*Text provided*.
══════════════════════════════

Reputation: 1810
I'm importing a dataframe from a text file
I'd like to specify the data type of the columns, but pandas seems to ignore the dtype
input.
A working example:
from io import StringIO
import pandas as pd
string = 'USAF WBAN STATION NAME CTRY ST CALL LAT LON ELEV(M) BEGIN END\n007026 99999 WXPOD 7026 AF +00.000 +000.000 +7026.0 20120713 20170822\n007070 99999 WXPOD 7070 AF +00.000 +000.000 +7070.0 20140923 20150926'
f = StringIO(string)
df = pd.read_fwf(f,
colspecs = [(0,6),
(7,12),
(13,41),
(43,45),
(48,50),
(51,55),
(57,64),
(65,73),
(74,81),
(82,90),
(91,101)],
dtypes = {'USAF' : str,
'WBAN' : str,
'STATION NAME' : str,
'CT' : str,
'ST' : str,
'CALL' : str,
'LAT' : float,
'LON' : float,
'ELEV(M)' : float,
'BEGIN' : int,
'END' : int,},
)
df.dtype
returns
USAF int64
WBAN int64
STATION NAME object
CT object
ST float64
CALL float64
LAT float64
LON float64
ELEV(M) float64
BEGIN int64
END int64
dtype: object
Why does this happen? How can I force the first columns to be strings?
Upvotes: 3
Views: 1930
Reputation: 5482
There are issues with dtype conversion with read_fwf. This is Pandas guessing the type and applying. Use converters
here explicitly. You have to do this during DataFrame creation as you will lose leading 0
s if you convert afterwards.

══════════════════════════════

*Supplied information*.
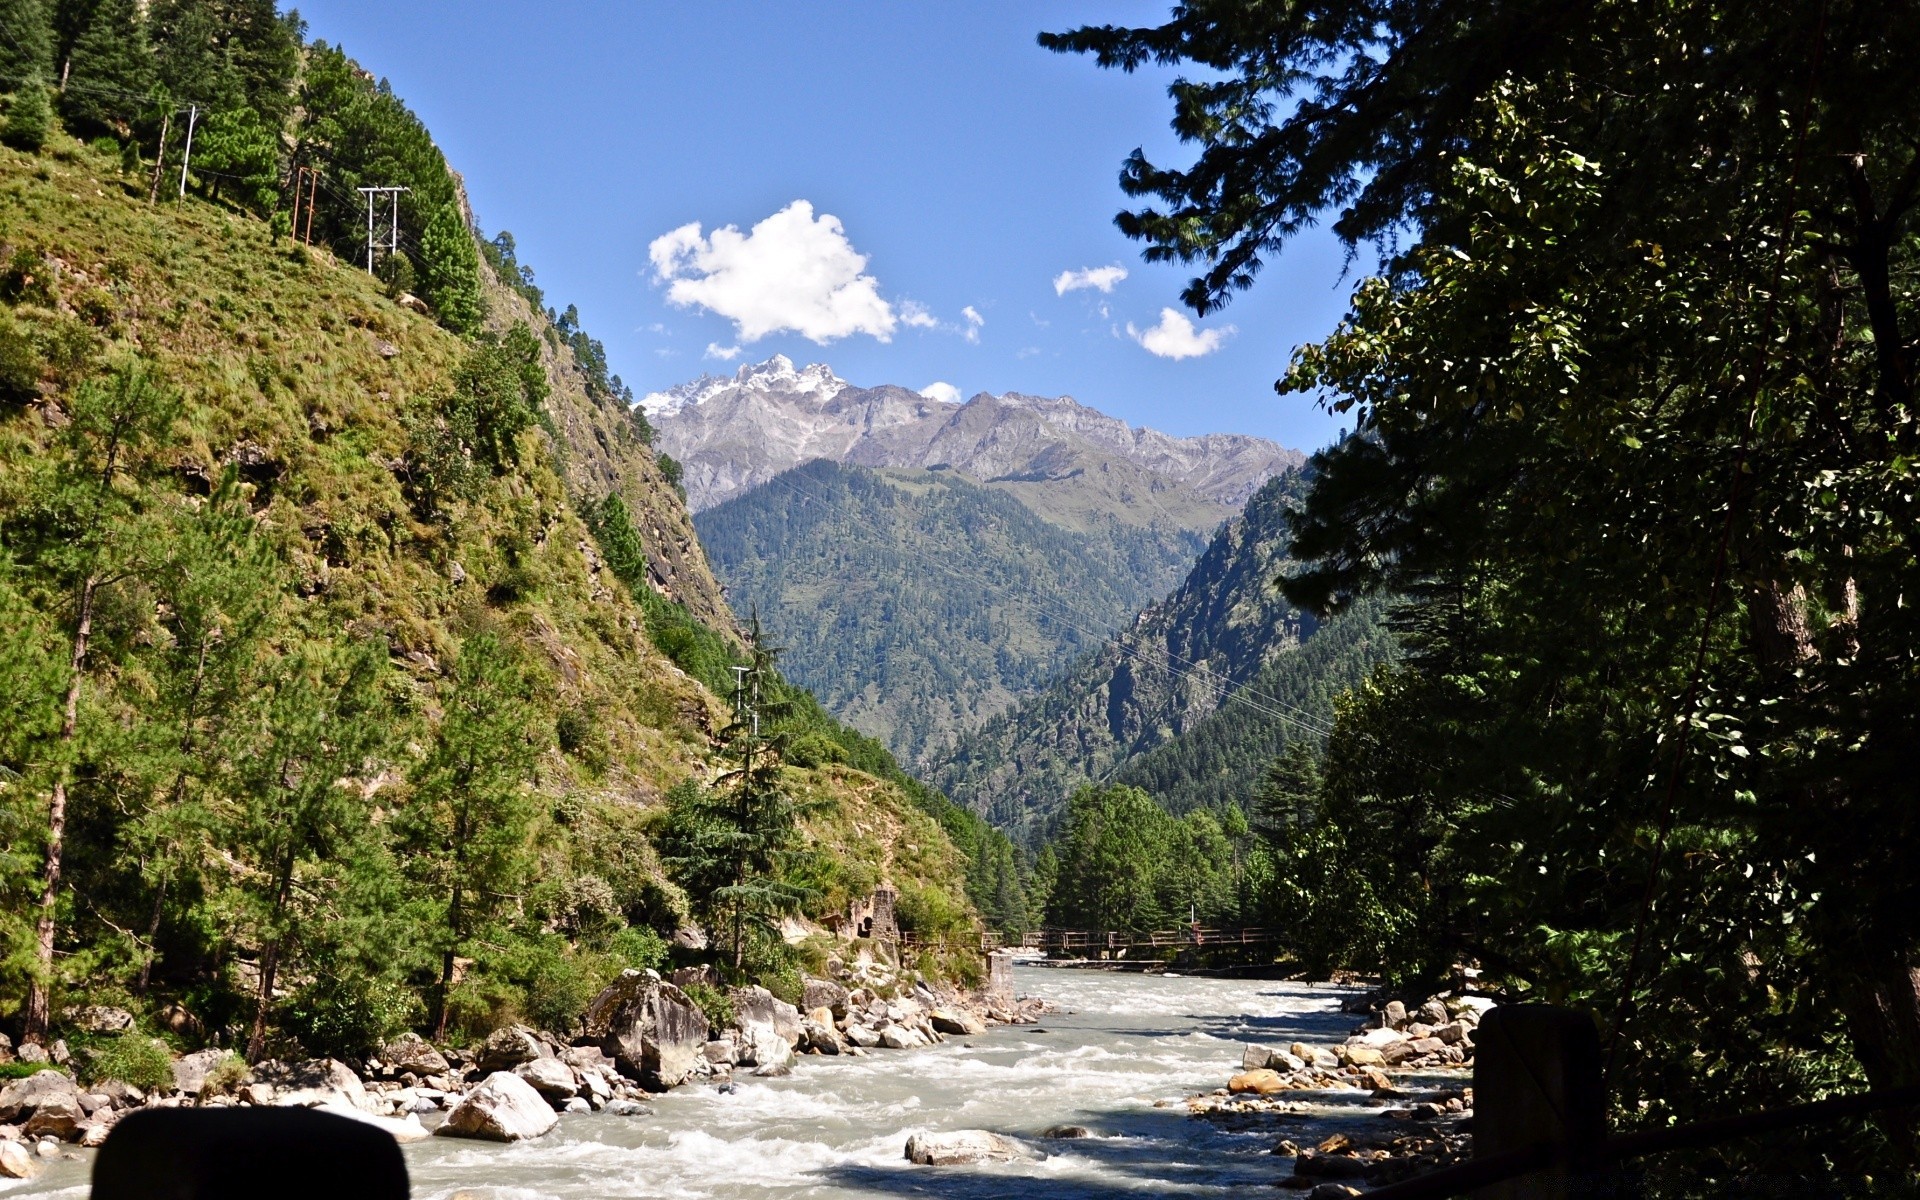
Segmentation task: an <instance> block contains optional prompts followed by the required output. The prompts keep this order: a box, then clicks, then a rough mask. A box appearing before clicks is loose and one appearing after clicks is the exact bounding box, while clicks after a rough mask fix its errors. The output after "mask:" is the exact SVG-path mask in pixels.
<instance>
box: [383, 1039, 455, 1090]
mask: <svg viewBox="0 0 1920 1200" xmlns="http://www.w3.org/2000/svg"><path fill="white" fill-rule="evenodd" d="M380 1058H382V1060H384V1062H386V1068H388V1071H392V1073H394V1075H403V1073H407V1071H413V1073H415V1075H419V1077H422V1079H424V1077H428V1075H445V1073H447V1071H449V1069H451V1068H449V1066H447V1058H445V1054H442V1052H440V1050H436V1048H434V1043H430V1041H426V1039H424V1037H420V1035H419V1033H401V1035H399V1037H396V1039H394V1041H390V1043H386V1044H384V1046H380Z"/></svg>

══════════════════════════════

*What this exercise asks*.
1. Translate this sentence from the pandas read_fwf thread into Spanish: "There are issues with dtype conversion with read_fwf."
2. Write the next part of the pandas read_fwf thread, beginning after its final sentence.
The material plays no role in this work.

*Responses for each task*.
1. Hay problemas con la conversión de dtype en read_fwf.

2.
string = 'USAF WBAN STATION NAME CTRY ST CALL LAT LON ELEV(M) BEGIN END\n007026 99999 WXPOD 7026 AF +00.000 +000.000 +7026.0 20120713 20170822\n007070 99999 WXPOD 7070 AF +00.000 +000.000 +7070.0 20140923 20150926'
f = StringIO(string)
df = pd.read_fwf(f,
colspecs = [(0,6),
(7,12),
(13,41),
(43,45),
(48,50),
(51,55),
(57,64),
(65,73),
(74,81),
(82,90),
(91,101)],
converters = {'USAF':lambda x : str(x),
'WBAN':lambda x : str(x),
'STATION NAME':lambda x : str(x),
'CT':lambda x : str(x),
'ST':lambda x : str(x),
'CALL':lambda x : str(x)}
)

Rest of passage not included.